- RECORDS PROVIDED

=== Begin Enclosure ===

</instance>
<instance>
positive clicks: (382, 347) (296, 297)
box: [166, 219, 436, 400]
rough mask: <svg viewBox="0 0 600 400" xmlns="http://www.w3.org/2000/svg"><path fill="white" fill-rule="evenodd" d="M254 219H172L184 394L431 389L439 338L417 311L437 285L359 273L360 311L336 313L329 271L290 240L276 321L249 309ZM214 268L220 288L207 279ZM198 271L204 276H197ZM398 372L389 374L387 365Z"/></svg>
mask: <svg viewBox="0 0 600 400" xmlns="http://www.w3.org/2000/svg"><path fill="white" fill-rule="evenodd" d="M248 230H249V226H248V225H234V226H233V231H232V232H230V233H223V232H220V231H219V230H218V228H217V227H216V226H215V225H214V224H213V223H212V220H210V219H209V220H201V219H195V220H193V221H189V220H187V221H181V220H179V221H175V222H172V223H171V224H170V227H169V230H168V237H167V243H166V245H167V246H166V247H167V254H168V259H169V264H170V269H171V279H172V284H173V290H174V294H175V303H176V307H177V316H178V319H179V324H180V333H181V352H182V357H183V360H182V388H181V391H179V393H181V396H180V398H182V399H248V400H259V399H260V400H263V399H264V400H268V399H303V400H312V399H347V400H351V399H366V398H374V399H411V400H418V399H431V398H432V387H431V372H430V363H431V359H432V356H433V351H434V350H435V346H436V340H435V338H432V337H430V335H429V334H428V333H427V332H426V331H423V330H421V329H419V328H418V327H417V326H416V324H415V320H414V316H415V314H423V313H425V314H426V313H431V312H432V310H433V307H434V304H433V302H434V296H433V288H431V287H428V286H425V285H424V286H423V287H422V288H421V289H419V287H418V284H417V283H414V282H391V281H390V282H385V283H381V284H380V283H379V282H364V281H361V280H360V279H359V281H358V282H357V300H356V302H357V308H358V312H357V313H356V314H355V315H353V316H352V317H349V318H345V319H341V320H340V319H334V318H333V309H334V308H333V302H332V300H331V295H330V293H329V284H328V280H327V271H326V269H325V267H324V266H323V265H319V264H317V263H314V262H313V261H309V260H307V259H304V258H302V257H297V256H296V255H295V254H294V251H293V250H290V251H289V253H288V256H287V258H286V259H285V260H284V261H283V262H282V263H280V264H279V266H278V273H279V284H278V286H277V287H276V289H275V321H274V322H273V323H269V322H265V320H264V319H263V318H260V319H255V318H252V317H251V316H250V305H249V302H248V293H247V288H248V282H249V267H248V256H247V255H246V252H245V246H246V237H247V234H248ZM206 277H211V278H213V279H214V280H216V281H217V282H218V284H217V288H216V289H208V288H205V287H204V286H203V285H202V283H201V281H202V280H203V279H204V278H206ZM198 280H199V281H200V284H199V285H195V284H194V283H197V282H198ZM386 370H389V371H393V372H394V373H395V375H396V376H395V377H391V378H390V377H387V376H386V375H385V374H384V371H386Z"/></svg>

=== End Enclosure ===

- PROBLEM DETAILS
Repeat each entry exactly as it was given.

- SOLUTION FOR THIS PROBLEM
</instance>
<instance>
positive clicks: (382, 347) (296, 297)
box: [166, 219, 436, 400]
rough mask: <svg viewBox="0 0 600 400" xmlns="http://www.w3.org/2000/svg"><path fill="white" fill-rule="evenodd" d="M254 219H172L184 394L431 389L439 338L417 311L437 285L359 273L360 311L336 313L329 271L290 240L276 321L249 309ZM214 268L220 288L207 279ZM198 271L204 276H197ZM398 372L389 374L387 365Z"/></svg>
mask: <svg viewBox="0 0 600 400" xmlns="http://www.w3.org/2000/svg"><path fill="white" fill-rule="evenodd" d="M248 230H249V226H248V225H234V226H233V231H232V232H230V233H223V232H220V231H219V230H218V228H217V227H216V226H215V225H214V224H213V223H212V220H210V219H209V220H201V219H195V220H193V221H189V220H187V221H181V220H179V221H175V222H172V223H171V224H170V227H169V230H168V237H167V243H166V245H167V246H166V247H167V254H168V259H169V264H170V269H171V279H172V284H173V290H174V294H175V303H176V307H177V316H178V319H179V324H180V333H181V352H182V357H183V360H182V388H181V391H179V393H181V396H180V398H182V399H248V400H259V399H260V400H263V399H264V400H268V399H303V400H312V399H347V400H351V399H366V398H374V399H411V400H418V399H431V398H432V387H431V372H430V363H431V359H432V356H433V351H434V350H435V346H436V340H435V338H432V337H430V335H429V334H428V333H427V332H426V331H423V330H421V329H419V328H418V327H417V326H416V324H415V320H414V316H415V314H423V313H425V314H426V313H431V312H432V310H433V307H434V304H433V302H434V296H433V288H431V287H428V286H425V285H424V286H423V287H422V288H421V289H419V287H418V284H417V283H414V282H391V281H390V282H385V283H381V284H380V283H379V282H364V281H361V280H360V279H359V281H358V282H357V300H356V302H357V308H358V312H357V313H356V314H355V315H353V316H352V317H349V318H345V319H341V320H340V319H334V318H333V309H334V308H333V302H332V300H331V295H330V293H329V284H328V280H327V271H326V269H325V267H324V266H323V265H319V264H317V263H314V262H313V261H309V260H307V259H304V258H302V257H297V256H296V255H295V254H294V251H293V250H290V251H289V253H288V256H287V258H286V259H285V260H284V261H283V262H282V263H280V264H279V266H278V273H279V284H278V286H277V287H276V289H275V321H274V322H273V323H269V322H265V320H264V319H263V318H260V319H255V318H252V317H251V316H250V305H249V302H248V293H247V288H248V282H249V267H248V256H247V255H246V252H245V246H246V237H247V234H248ZM206 277H211V278H213V279H214V280H216V281H217V282H218V284H217V288H216V289H208V288H205V287H204V286H203V285H202V283H201V281H202V280H203V279H204V278H206ZM198 280H199V281H200V284H199V285H195V284H194V283H197V282H198ZM386 370H389V371H393V372H394V373H395V375H396V376H395V377H391V378H390V377H387V376H386V375H385V374H384V371H386Z"/></svg>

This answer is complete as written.